## Task prompt
Retype all of the records below word for word, leaving out the pictures.

## Supplied data
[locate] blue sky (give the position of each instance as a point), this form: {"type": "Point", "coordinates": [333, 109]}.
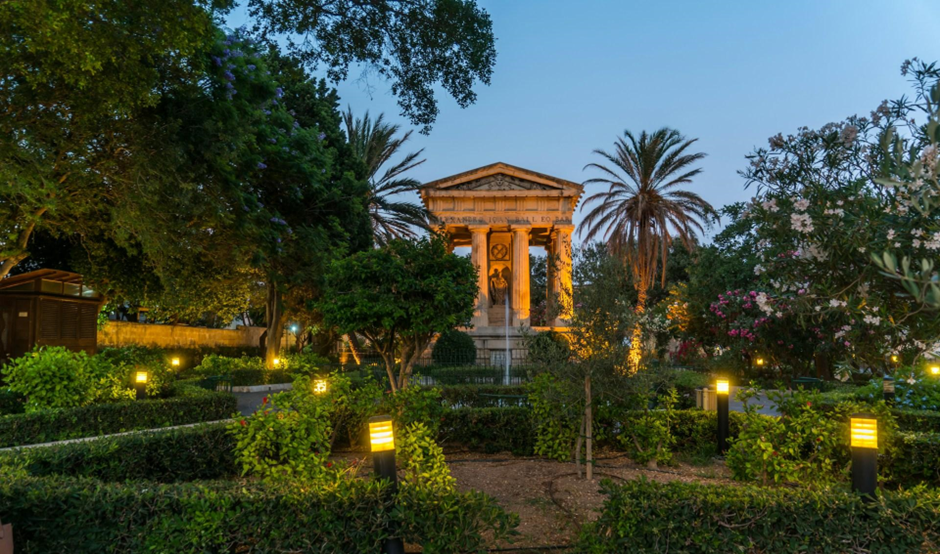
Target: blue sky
{"type": "Point", "coordinates": [570, 76]}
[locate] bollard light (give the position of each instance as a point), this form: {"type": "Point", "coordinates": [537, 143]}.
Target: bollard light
{"type": "Point", "coordinates": [382, 442]}
{"type": "Point", "coordinates": [140, 384]}
{"type": "Point", "coordinates": [864, 443]}
{"type": "Point", "coordinates": [887, 387]}
{"type": "Point", "coordinates": [723, 388]}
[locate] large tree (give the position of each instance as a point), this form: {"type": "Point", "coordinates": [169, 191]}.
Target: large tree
{"type": "Point", "coordinates": [375, 143]}
{"type": "Point", "coordinates": [416, 44]}
{"type": "Point", "coordinates": [399, 296]}
{"type": "Point", "coordinates": [73, 75]}
{"type": "Point", "coordinates": [644, 209]}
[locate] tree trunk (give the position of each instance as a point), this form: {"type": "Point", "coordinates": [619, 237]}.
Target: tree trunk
{"type": "Point", "coordinates": [636, 341]}
{"type": "Point", "coordinates": [577, 447]}
{"type": "Point", "coordinates": [588, 430]}
{"type": "Point", "coordinates": [274, 315]}
{"type": "Point", "coordinates": [355, 347]}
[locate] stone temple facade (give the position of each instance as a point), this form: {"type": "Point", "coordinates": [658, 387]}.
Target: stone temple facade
{"type": "Point", "coordinates": [499, 211]}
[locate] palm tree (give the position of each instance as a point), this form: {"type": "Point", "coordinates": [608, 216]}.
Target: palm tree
{"type": "Point", "coordinates": [375, 143]}
{"type": "Point", "coordinates": [643, 209]}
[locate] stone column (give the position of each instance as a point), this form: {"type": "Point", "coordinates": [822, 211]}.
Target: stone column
{"type": "Point", "coordinates": [561, 248]}
{"type": "Point", "coordinates": [479, 255]}
{"type": "Point", "coordinates": [520, 274]}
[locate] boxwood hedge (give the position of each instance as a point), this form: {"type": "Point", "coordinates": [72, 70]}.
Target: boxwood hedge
{"type": "Point", "coordinates": [194, 405]}
{"type": "Point", "coordinates": [175, 455]}
{"type": "Point", "coordinates": [644, 516]}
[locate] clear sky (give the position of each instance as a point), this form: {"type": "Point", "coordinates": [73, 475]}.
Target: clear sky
{"type": "Point", "coordinates": [571, 75]}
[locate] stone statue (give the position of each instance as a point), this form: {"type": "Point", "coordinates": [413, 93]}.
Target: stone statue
{"type": "Point", "coordinates": [499, 287]}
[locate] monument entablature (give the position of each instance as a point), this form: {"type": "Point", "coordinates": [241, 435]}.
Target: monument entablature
{"type": "Point", "coordinates": [499, 211]}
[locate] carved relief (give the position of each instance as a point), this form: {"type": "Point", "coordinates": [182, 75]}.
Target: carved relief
{"type": "Point", "coordinates": [502, 182]}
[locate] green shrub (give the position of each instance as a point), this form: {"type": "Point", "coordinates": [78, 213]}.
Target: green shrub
{"type": "Point", "coordinates": [201, 452]}
{"type": "Point", "coordinates": [454, 347]}
{"type": "Point", "coordinates": [483, 396]}
{"type": "Point", "coordinates": [547, 348]}
{"type": "Point", "coordinates": [284, 439]}
{"type": "Point", "coordinates": [806, 442]}
{"type": "Point", "coordinates": [489, 430]}
{"type": "Point", "coordinates": [83, 516]}
{"type": "Point", "coordinates": [649, 439]}
{"type": "Point", "coordinates": [11, 402]}
{"type": "Point", "coordinates": [55, 377]}
{"type": "Point", "coordinates": [643, 516]}
{"type": "Point", "coordinates": [556, 422]}
{"type": "Point", "coordinates": [196, 405]}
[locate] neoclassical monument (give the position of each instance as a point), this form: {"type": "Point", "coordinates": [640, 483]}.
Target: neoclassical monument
{"type": "Point", "coordinates": [499, 210]}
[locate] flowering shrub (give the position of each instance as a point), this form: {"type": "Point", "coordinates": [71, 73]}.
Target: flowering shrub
{"type": "Point", "coordinates": [284, 440]}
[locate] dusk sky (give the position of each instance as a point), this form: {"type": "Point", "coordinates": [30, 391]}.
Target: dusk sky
{"type": "Point", "coordinates": [732, 74]}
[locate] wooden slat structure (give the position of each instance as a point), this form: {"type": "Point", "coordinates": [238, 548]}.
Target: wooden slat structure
{"type": "Point", "coordinates": [47, 307]}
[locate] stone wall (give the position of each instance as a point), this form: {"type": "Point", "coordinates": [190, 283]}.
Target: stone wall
{"type": "Point", "coordinates": [123, 333]}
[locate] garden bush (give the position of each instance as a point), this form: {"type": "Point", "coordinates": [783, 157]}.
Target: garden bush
{"type": "Point", "coordinates": [191, 405]}
{"type": "Point", "coordinates": [454, 347]}
{"type": "Point", "coordinates": [85, 516]}
{"type": "Point", "coordinates": [643, 516]}
{"type": "Point", "coordinates": [489, 430]}
{"type": "Point", "coordinates": [200, 452]}
{"type": "Point", "coordinates": [55, 377]}
{"type": "Point", "coordinates": [482, 396]}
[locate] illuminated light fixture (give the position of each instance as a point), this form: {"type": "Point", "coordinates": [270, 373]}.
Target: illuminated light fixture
{"type": "Point", "coordinates": [722, 387]}
{"type": "Point", "coordinates": [382, 439]}
{"type": "Point", "coordinates": [863, 429]}
{"type": "Point", "coordinates": [864, 432]}
{"type": "Point", "coordinates": [381, 436]}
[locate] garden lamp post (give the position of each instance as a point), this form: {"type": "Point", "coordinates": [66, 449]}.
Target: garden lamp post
{"type": "Point", "coordinates": [864, 443]}
{"type": "Point", "coordinates": [887, 385]}
{"type": "Point", "coordinates": [382, 441]}
{"type": "Point", "coordinates": [140, 384]}
{"type": "Point", "coordinates": [722, 388]}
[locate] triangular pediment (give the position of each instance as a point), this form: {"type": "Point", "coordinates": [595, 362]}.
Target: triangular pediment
{"type": "Point", "coordinates": [502, 177]}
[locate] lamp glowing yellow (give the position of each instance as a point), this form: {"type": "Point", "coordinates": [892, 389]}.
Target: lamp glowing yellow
{"type": "Point", "coordinates": [381, 436]}
{"type": "Point", "coordinates": [864, 432]}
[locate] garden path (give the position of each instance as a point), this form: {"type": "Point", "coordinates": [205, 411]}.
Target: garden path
{"type": "Point", "coordinates": [552, 502]}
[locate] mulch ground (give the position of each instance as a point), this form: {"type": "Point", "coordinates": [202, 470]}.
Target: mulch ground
{"type": "Point", "coordinates": [552, 502]}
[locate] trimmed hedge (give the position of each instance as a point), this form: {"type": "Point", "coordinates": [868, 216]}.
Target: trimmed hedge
{"type": "Point", "coordinates": [176, 455]}
{"type": "Point", "coordinates": [56, 514]}
{"type": "Point", "coordinates": [644, 516]}
{"type": "Point", "coordinates": [195, 406]}
{"type": "Point", "coordinates": [474, 396]}
{"type": "Point", "coordinates": [489, 429]}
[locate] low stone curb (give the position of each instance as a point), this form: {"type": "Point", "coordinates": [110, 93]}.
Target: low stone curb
{"type": "Point", "coordinates": [264, 388]}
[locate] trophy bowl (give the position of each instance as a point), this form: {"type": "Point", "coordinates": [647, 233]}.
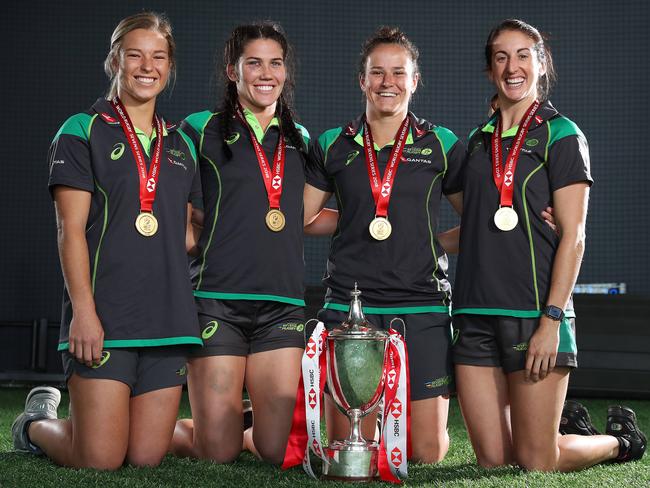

## Finished exercise
[locate] blue sky (give the position of each instance as a point), this form: {"type": "Point", "coordinates": [333, 109]}.
Target: blue sky
{"type": "Point", "coordinates": [570, 76]}
[locate] bollard light (give the position of each instance as a point), this form: {"type": "Point", "coordinates": [537, 143]}.
Target: bollard light
{"type": "Point", "coordinates": [382, 442]}
{"type": "Point", "coordinates": [140, 384]}
{"type": "Point", "coordinates": [864, 443]}
{"type": "Point", "coordinates": [887, 387]}
{"type": "Point", "coordinates": [723, 388]}
[locate] large tree (give the position of each instance as a point), this form: {"type": "Point", "coordinates": [169, 191]}.
Target: large tree
{"type": "Point", "coordinates": [375, 143]}
{"type": "Point", "coordinates": [416, 44]}
{"type": "Point", "coordinates": [399, 296]}
{"type": "Point", "coordinates": [73, 75]}
{"type": "Point", "coordinates": [644, 209]}
[locate] tree trunk (give the position of each instance as a point), this form: {"type": "Point", "coordinates": [619, 237]}.
Target: tree trunk
{"type": "Point", "coordinates": [636, 341]}
{"type": "Point", "coordinates": [577, 447]}
{"type": "Point", "coordinates": [588, 430]}
{"type": "Point", "coordinates": [274, 315]}
{"type": "Point", "coordinates": [355, 347]}
[locate] stone temple facade (give the position of each instance as a point), this form: {"type": "Point", "coordinates": [658, 387]}.
Target: stone temple facade
{"type": "Point", "coordinates": [499, 211]}
[locate] palm tree (give the position of each instance as a point), this form: {"type": "Point", "coordinates": [608, 216]}.
Target: palm tree
{"type": "Point", "coordinates": [375, 143]}
{"type": "Point", "coordinates": [643, 209]}
[locate] stone column (give the position of each instance as a point), this form: {"type": "Point", "coordinates": [822, 211]}.
Target: stone column
{"type": "Point", "coordinates": [561, 248]}
{"type": "Point", "coordinates": [479, 255]}
{"type": "Point", "coordinates": [520, 274]}
[locate] boxwood hedge (give the position of each instance as a point), this form: {"type": "Point", "coordinates": [72, 70]}.
Target: boxwood hedge
{"type": "Point", "coordinates": [194, 405]}
{"type": "Point", "coordinates": [175, 455]}
{"type": "Point", "coordinates": [644, 516]}
[locate] clear sky (give the position of each instance as a point), this form: {"type": "Point", "coordinates": [73, 475]}.
Target: clear sky
{"type": "Point", "coordinates": [571, 75]}
[locate] stone statue (give the position of each instance as a point), this form: {"type": "Point", "coordinates": [413, 93]}.
Target: stone statue
{"type": "Point", "coordinates": [499, 287]}
[locate] monument entablature (give the position of each instance as a point), this form: {"type": "Point", "coordinates": [241, 435]}.
Target: monument entablature
{"type": "Point", "coordinates": [499, 211]}
[locate] carved relief (give the position of each instance as a point), this form: {"type": "Point", "coordinates": [182, 75]}.
Target: carved relief
{"type": "Point", "coordinates": [502, 182]}
[locate] green shrub (give the position of each instance as a point), this form: {"type": "Point", "coordinates": [78, 213]}.
Target: green shrub
{"type": "Point", "coordinates": [201, 452]}
{"type": "Point", "coordinates": [454, 347]}
{"type": "Point", "coordinates": [483, 396]}
{"type": "Point", "coordinates": [547, 348]}
{"type": "Point", "coordinates": [284, 439]}
{"type": "Point", "coordinates": [806, 442]}
{"type": "Point", "coordinates": [489, 430]}
{"type": "Point", "coordinates": [83, 516]}
{"type": "Point", "coordinates": [649, 439]}
{"type": "Point", "coordinates": [11, 402]}
{"type": "Point", "coordinates": [55, 377]}
{"type": "Point", "coordinates": [643, 516]}
{"type": "Point", "coordinates": [556, 422]}
{"type": "Point", "coordinates": [196, 405]}
[locate] neoclassical monument (give the position of each instance as a point), this form: {"type": "Point", "coordinates": [640, 483]}.
Target: neoclassical monument
{"type": "Point", "coordinates": [499, 210]}
[locate] flowering shrub (give the position of each instance as a point), this form: {"type": "Point", "coordinates": [71, 73]}.
Target: flowering shrub
{"type": "Point", "coordinates": [284, 440]}
[locate] dusk sky (give the position of each instance as a point), this form: {"type": "Point", "coordinates": [30, 391]}.
Target: dusk sky
{"type": "Point", "coordinates": [732, 74]}
[locate] wooden slat structure (give the position of each instance as a point), this form: {"type": "Point", "coordinates": [238, 548]}.
Target: wooden slat structure
{"type": "Point", "coordinates": [47, 307]}
[locate] stone wall (give the position of each instance as a point), this form: {"type": "Point", "coordinates": [190, 283]}.
Target: stone wall
{"type": "Point", "coordinates": [123, 333]}
[locate] garden bush (give the position of each instance as a point), this form: {"type": "Point", "coordinates": [783, 157]}.
Target: garden bush
{"type": "Point", "coordinates": [191, 405]}
{"type": "Point", "coordinates": [454, 347]}
{"type": "Point", "coordinates": [85, 516]}
{"type": "Point", "coordinates": [643, 516]}
{"type": "Point", "coordinates": [489, 430]}
{"type": "Point", "coordinates": [200, 452]}
{"type": "Point", "coordinates": [55, 377]}
{"type": "Point", "coordinates": [482, 396]}
[locate] illuminated light fixture (give the position of each instance as a point), this form: {"type": "Point", "coordinates": [270, 373]}.
Target: illuminated light fixture
{"type": "Point", "coordinates": [722, 387]}
{"type": "Point", "coordinates": [382, 439]}
{"type": "Point", "coordinates": [863, 429]}
{"type": "Point", "coordinates": [864, 432]}
{"type": "Point", "coordinates": [381, 436]}
[locate] garden lamp post (give the position of each instance as a point), this form: {"type": "Point", "coordinates": [66, 449]}.
Target: garden lamp post
{"type": "Point", "coordinates": [864, 443]}
{"type": "Point", "coordinates": [887, 385]}
{"type": "Point", "coordinates": [382, 441]}
{"type": "Point", "coordinates": [140, 384]}
{"type": "Point", "coordinates": [722, 388]}
[locate] triangular pediment (give the position of each instance as a point), this form: {"type": "Point", "coordinates": [595, 362]}.
Target: triangular pediment
{"type": "Point", "coordinates": [502, 177]}
[locate] lamp glowing yellow (give the position of each instance as a point), this form: {"type": "Point", "coordinates": [892, 389]}.
Target: lamp glowing yellow
{"type": "Point", "coordinates": [381, 436]}
{"type": "Point", "coordinates": [864, 432]}
[locate] garden path (give the position of each instance as a point), this form: {"type": "Point", "coordinates": [205, 411]}.
Target: garden path
{"type": "Point", "coordinates": [552, 502]}
[locate] mulch ground (give the position of each instance as a point), this form: {"type": "Point", "coordinates": [202, 470]}.
Target: mulch ground
{"type": "Point", "coordinates": [552, 502]}
[locate] trimmed hedge (give the position of each instance as a point), this form: {"type": "Point", "coordinates": [868, 216]}.
Target: trimmed hedge
{"type": "Point", "coordinates": [176, 455]}
{"type": "Point", "coordinates": [56, 514]}
{"type": "Point", "coordinates": [644, 516]}
{"type": "Point", "coordinates": [195, 406]}
{"type": "Point", "coordinates": [474, 396]}
{"type": "Point", "coordinates": [489, 429]}
[locate] low stone curb (give the position of each instance as a point), this form: {"type": "Point", "coordinates": [110, 93]}.
Target: low stone curb
{"type": "Point", "coordinates": [264, 388]}
[locate] trophy bowl (give the position of each instance as a point), this form: {"type": "Point", "coordinates": [647, 233]}.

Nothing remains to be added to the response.